• Passage:
-*-*-
BRYAN TOYE LIMITED Offer For Toye & Co Plc
17 Juni 2014 - 1:00PM
UK Regulatory
TIDM0000 TIDMTOYE
NOT FOR RELEASE, PUBLICATION OR DISTRIBUTION IN WHOLE OR IN PART, IN,
INTO OR FROM ANY JURISDICTION WHERE TO DO THE SAME WOULD CONSTITUTE A
VIOLATION OF THE RELEVANT LAWS OF SUCH JURISDICTION
Bryan Toye Limited
Announcement of a Firm Intention to Make a Cash Offer for Toye & Co plc
(TOYE)
Introduction
Bryan Toye Limited (the "Company", or "BTL") is pleased to announce that,
having acquired 272,000 shares from Harris Rodriguez Limited, BTL and
its connected parties (the "Concert Party") are now interested in
1,199,894 (53.4%) of the issued share capital of Toye and Co plc
("Toye"). Accordingly the Company announces its firm intention to make
a mandatory cash offer (the "Offer") to acquire the outstanding shares
not already owned by the Concert Party.
-*-*-
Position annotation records
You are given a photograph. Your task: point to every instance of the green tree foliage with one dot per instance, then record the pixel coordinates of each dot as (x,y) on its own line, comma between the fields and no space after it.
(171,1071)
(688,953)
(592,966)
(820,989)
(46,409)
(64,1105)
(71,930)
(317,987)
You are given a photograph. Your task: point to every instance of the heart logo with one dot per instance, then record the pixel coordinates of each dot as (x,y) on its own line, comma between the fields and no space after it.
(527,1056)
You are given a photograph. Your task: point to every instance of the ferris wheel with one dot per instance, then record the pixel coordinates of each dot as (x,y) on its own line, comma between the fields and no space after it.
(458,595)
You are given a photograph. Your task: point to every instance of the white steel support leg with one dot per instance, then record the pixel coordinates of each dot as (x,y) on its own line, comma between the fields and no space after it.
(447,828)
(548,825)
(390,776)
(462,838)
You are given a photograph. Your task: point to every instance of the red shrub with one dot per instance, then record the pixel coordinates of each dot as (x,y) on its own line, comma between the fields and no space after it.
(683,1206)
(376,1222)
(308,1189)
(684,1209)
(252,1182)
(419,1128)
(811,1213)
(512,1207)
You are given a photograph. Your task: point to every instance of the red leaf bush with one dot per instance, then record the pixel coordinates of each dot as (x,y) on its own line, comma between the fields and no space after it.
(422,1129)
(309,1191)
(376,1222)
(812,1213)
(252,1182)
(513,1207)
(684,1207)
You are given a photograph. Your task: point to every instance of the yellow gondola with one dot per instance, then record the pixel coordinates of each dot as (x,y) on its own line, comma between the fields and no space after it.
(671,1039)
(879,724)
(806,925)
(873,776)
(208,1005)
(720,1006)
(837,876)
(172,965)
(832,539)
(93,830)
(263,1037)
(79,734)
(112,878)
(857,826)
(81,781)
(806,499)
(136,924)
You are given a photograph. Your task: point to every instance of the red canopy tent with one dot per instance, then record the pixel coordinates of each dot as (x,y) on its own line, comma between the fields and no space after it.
-*-*-
• Written instruction:
Reproduce the announcement's wording starting at "Introduction" and ending at "the Concert Party.". The listing has no connection to the announcement.

• Exercise answer:
Introduction
Bryan Toye Limited (the "Company", or "BTL") is pleased to announce that,
having acquired 272,000 shares from Harris Rodriguez Limited, BTL and
its connected parties (the "Concert Party") are now interested in
1,199,894 (53.4%) of the issued share capital of Toye and Co plc
("Toye"). Accordingly the Company announces its firm intention to make
a mandatory cash offer (the "Offer") to acquire the outstanding shares
not already owned by the Concert Party.